▸ **OBJECTIVE**
Reproduce the Senate exchange on the proposed national identity card in full, word for word.

▸ **SELECTED PASSAGE**
— begin —

Senator Oliver: Honourable senators, although many people have offered their opinions on the proposed national identity card, one person in particular has not made his views on this matter known at all. I refer to Mr. Paul Martin, the prime minister in waiting.

Mr. Martin has said little on this matter, outside the statement that he is "somewhat sceptical of the concept." We know that Mr. Martin's disapproval of a certain proposed legislation has already had a big impact on whether it has received support in the Liberal caucus.

Could the Leader of the Government tell the Senate if Mr. Martin's apparent disapproval of this proposal means that the Department of Citizenship and Immigration will not be presenting a formal proposal to the Canadian public on this matter?

Senator Carstairs: Honourable senators, when, and if, Mr. Martin becomes the Prime Minister of Canada, I am sure he will make known his views to the Department of Citizenship and Immigration.

Hon. Eymard G. Corbin: Honourable senators, my question is supplementary and from another angle to the previous question.

The Forum on Biometrics: Implications and Applications for Citizenship and Immigration will be held here in Ottawa on October 7 and 8. That forum is being sponsored by the Minister of Citizenship and Immigration, Mr. Coderre. On the one hand, the minister says that by launching this forum he wants to consult all Canadians on the merits of a national identity card. On the other hand, the draft program shows that 10 of the 14 forum participants openly support the identity card or are in the business of biometric technology.

— end —

▸ **EXTRACTED MATERIAL**
— begin —

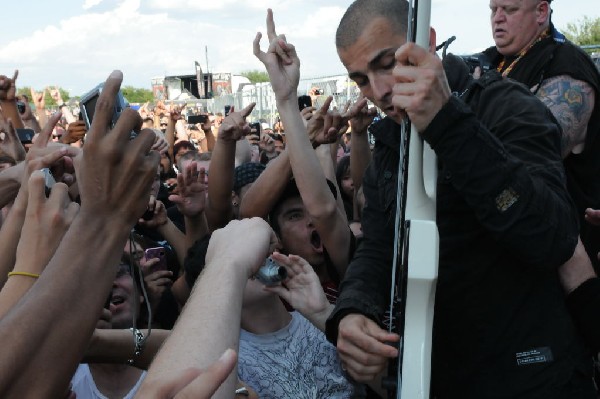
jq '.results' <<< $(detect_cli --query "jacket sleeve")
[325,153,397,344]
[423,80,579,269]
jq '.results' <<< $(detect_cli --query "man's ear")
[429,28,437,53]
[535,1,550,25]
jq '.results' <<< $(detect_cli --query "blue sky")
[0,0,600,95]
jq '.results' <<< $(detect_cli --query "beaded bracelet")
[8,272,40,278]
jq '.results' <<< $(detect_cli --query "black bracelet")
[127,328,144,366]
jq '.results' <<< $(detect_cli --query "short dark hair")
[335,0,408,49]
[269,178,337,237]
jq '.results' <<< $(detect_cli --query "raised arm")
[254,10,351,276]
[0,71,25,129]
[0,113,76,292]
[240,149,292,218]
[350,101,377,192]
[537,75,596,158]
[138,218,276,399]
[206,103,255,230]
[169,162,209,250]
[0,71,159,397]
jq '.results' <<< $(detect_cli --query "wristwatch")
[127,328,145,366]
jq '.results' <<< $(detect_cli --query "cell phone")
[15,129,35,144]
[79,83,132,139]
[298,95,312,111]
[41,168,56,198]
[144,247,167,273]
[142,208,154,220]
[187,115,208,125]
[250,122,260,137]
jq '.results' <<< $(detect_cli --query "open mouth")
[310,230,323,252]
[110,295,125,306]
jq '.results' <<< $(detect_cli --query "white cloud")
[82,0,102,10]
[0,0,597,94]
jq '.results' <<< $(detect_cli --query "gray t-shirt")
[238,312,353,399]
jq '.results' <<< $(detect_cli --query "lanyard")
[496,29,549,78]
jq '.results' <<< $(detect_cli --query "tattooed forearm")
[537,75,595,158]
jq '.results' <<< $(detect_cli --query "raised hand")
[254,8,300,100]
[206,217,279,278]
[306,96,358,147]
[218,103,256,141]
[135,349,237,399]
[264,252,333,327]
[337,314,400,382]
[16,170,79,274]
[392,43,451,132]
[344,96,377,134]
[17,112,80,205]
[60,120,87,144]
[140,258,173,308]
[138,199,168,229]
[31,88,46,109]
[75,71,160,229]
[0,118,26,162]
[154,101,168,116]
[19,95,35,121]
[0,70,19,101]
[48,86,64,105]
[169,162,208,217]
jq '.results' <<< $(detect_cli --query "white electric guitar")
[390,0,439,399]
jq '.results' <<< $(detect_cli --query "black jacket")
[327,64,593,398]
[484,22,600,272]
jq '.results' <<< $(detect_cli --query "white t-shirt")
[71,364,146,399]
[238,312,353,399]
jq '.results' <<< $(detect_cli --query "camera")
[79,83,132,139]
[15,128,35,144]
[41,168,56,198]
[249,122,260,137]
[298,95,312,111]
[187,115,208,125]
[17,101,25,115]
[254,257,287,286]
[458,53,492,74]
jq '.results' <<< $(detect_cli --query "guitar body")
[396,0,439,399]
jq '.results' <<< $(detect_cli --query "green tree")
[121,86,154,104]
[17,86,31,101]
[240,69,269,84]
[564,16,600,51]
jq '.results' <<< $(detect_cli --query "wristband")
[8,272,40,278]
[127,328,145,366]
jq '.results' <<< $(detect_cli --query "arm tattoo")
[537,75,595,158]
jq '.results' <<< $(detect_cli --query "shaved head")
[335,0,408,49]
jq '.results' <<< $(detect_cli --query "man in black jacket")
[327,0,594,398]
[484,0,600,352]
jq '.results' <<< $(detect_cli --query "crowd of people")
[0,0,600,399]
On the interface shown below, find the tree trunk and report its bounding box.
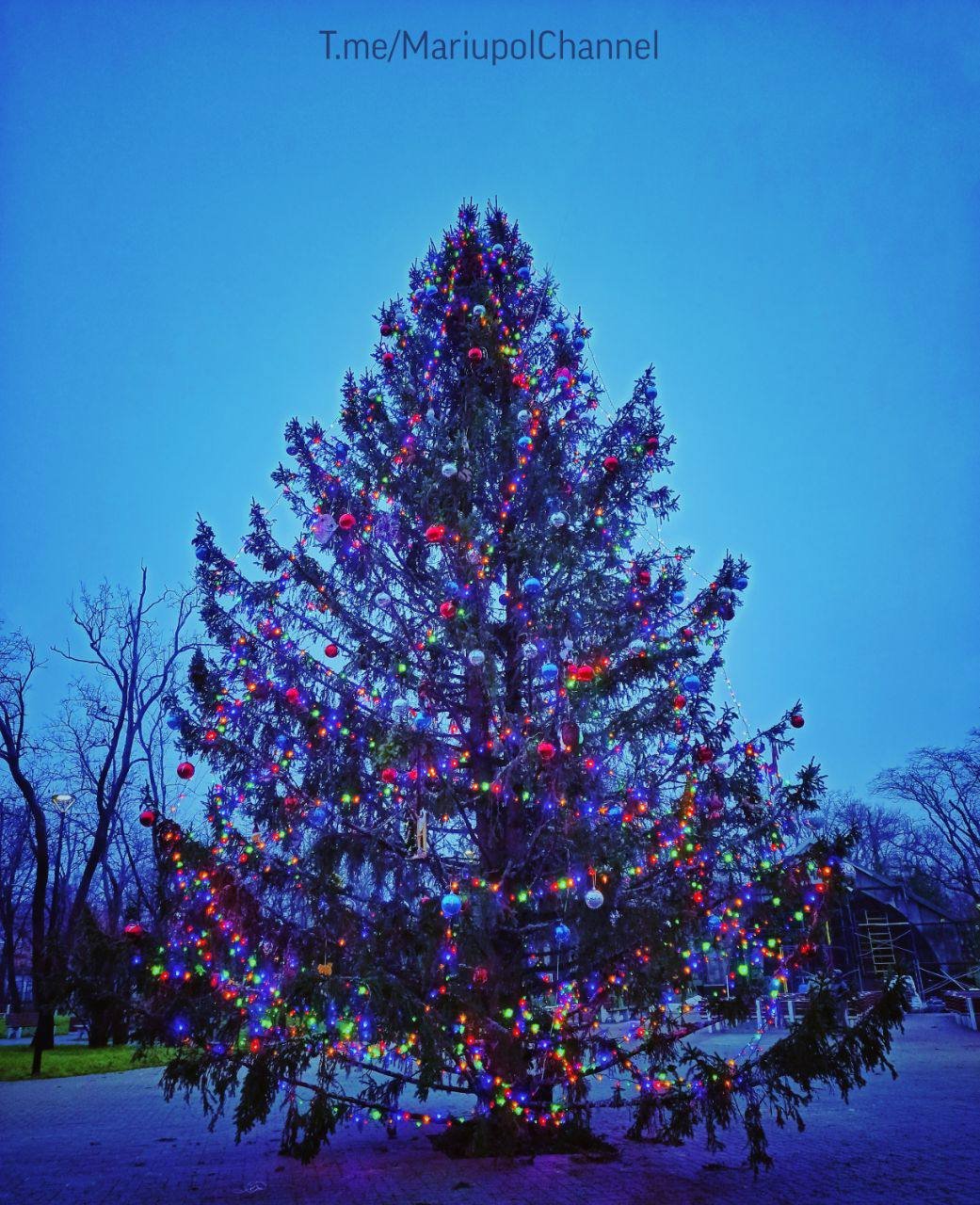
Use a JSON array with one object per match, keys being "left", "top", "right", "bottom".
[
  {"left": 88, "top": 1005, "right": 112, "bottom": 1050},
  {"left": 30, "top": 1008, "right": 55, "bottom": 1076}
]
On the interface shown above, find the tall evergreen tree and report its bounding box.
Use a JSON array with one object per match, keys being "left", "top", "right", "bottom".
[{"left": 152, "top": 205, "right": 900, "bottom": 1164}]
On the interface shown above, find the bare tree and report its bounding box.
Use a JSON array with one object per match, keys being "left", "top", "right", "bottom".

— end —

▸ **RESULT FOR THIS TASK**
Senator Oliver: Honourable senators, although many people have offered their opinions on the proposed national identity card, one person in particular has not made his views on this matter known at all. I refer to Mr. Paul Martin, the prime minister in waiting.

Mr. Martin has said little on this matter, outside the statement that he is "somewhat sceptical of the concept." We know that Mr. Martin's disapproval of a certain proposed legislation has already had a big impact on whether it has received support in the Liberal caucus.

Could the Leader of the Government tell the Senate if Mr. Martin's apparent disapproval of this proposal means that the Department of Citizenship and Immigration will not be presenting a formal proposal to the Canadian public on this matter?

Senator Carstairs: Honourable senators, when, and if, Mr. Martin becomes the Prime Minister of Canada, I am sure he will make known his views to the Department of Citizenship and Immigration.

Hon. Eymard G. Corbin: Honourable senators, my question is supplementary and from another angle to the previous question.

The Forum on Biometrics: Implications and Applications for Citizenship and Immigration will be held here in Ottawa on October 7 and 8. That forum is being sponsored by the Minister of Citizenship and Immigration, Mr. Coderre. On the one hand, the minister says that by launching this forum he wants to consult all Canadians on the merits of a national identity card. On the other hand, the draft program shows that 10 of the 14 forum participants openly support the identity card or are in the business of biometric technology.